→ **Excerpt provided**
──────────
In the will, which had been written on a list of emergency telephone numbers, Knauer seemed discontented with at least one relative. She wrote that “under no circumstances is my mother, Helen, to inherit anything from me blood, body parts, financial assets.” This may sound extreme; but it was a pretty effective legal document. Knauer’s sister, Nancy Koeper, filed a lawsuit contesting the will in late 1998. The lawsuit made a common claim: that the money shouldn’t go to Bronson or the library because the will had been written when Knauer was “not of sound mind...nor mentally capable of making” reasonable decisions. So, the will went into probate the time-consuming process of legal review. Knauer’s sister wanted
the entire will declared illegal and the $300,000 distributed to the family. The Louisville Free Library wanted the will to be honored but modified to limit Bronson’s claims.

The case was ultimately settled out of court. Bronson agreed to pay Knauer’s sister an undisclosed sum...but only part of the total he received. The library, which turned down an early settlement offer from Bronson, ended up getting nothing.

Maybe Charles Bronson meant so much to Audrey Joan Knauer that he really belonged in her inner circle. Or maybe Knauer’s family meant so little to her that they were way out in the ring with the guy from Turkmenistan. But, if Knauer had thought more clearly about who meant what to her...even if she loathed her family, she probably would have given the library the first crack at the money. But not thinking clearly didn’t mean she was crazy.
──────────
Stored data
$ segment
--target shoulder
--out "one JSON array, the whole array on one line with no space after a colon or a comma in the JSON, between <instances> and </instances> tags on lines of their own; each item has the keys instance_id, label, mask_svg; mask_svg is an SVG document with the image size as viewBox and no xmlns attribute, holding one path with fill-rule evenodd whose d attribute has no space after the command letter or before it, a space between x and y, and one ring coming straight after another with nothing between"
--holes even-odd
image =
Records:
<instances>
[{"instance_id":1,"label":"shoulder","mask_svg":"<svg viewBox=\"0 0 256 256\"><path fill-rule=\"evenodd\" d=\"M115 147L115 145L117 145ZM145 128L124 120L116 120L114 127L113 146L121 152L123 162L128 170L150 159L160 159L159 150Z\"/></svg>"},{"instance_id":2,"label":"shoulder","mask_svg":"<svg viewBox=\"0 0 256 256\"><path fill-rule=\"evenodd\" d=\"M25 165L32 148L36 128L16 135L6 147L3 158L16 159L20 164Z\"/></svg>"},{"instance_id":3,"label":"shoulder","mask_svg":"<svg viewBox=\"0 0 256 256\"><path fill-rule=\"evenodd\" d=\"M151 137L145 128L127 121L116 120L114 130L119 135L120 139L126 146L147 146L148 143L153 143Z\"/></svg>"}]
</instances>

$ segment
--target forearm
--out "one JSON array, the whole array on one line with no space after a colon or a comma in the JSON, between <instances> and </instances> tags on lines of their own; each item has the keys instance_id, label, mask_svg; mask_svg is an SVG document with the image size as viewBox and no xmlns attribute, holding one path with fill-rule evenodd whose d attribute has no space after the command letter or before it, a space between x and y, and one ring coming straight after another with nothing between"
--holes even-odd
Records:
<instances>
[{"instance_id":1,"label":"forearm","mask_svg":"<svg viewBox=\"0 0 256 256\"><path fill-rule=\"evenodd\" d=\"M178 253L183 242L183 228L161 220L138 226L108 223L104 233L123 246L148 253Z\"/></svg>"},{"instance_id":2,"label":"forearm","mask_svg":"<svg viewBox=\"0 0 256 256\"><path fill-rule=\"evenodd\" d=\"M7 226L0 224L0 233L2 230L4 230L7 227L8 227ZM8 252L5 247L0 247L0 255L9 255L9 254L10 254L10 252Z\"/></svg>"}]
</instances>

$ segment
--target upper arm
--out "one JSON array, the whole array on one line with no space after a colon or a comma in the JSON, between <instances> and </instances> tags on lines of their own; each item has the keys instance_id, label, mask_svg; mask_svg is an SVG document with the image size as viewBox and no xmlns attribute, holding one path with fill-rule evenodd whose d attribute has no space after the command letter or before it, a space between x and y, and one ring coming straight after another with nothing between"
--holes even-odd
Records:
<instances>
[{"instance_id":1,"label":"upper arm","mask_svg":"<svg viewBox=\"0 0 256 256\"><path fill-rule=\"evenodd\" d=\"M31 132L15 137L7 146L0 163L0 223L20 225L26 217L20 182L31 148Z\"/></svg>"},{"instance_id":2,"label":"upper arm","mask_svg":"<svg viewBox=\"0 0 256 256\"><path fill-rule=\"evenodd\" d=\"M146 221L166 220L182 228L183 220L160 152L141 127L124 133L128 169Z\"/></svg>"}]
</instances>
──────────
→ **Your tasks**
1. From the text about the Knauer will, copy the passage from "The case was" up to and including "up getting nothing.".
2. Pick up the account of the Knauer will dispute after its last sentence and write what comes next.

→ **Answers per task**
1.
The case was ultimately settled out of court. Bronson agreed to pay Knauer’s sister an undisclosed sum...but only part of the total he received. The library, which turned down an early settlement offer from Bronson, ended up getting nothing.

2.
It’s hard to say what constitutes “sound mind”as we’ll see in more detail throughout this book. And, for many people, it gets even harder when death approaches. That’s why it’s important to think about the concentric circles when you’re relatively youngand relatively healthy.

Who is family? and What does that mean?

This Site is about accumulating and protecting intergenerational wealth. Family money. The means of comfort, education and freedom not just for yourself, but for numerous people who’ll come after you.

You may think only rich people the Kennedys and the Rockefellers need to think about family money. That’s not so. Middle-class people can and sometimes do leave enough money to children and grandchildren to make their lives better. The trick is to start thinking strategically early.

In North America, at the beginning of the 21st Century, we live in a consumer culture that argues against building family money. Media and marketers encourage you to spend what money you have and some that you don’t. The government conspires with this effort in two ways. First, it promises to take care of you in your old age if you’re broke when you get there; second, it discourages family wealth by taxing any money you have left to leave others when you die. There are ways to get around these problems. And, despite Hollywood’s versions, most lawyers and accountants deal at least in some capacity with this getting around.

One big reason lawyers are often obscure about what they do for a living isn’t that they’re afraid of lawyer jokes; it’s that they don’t want to spend a whole cocktail party answering arcane questions about wills and probate court. This book will deal with that hard stuff: technical matters about wills, living trusts, tax issues and powers of attorney.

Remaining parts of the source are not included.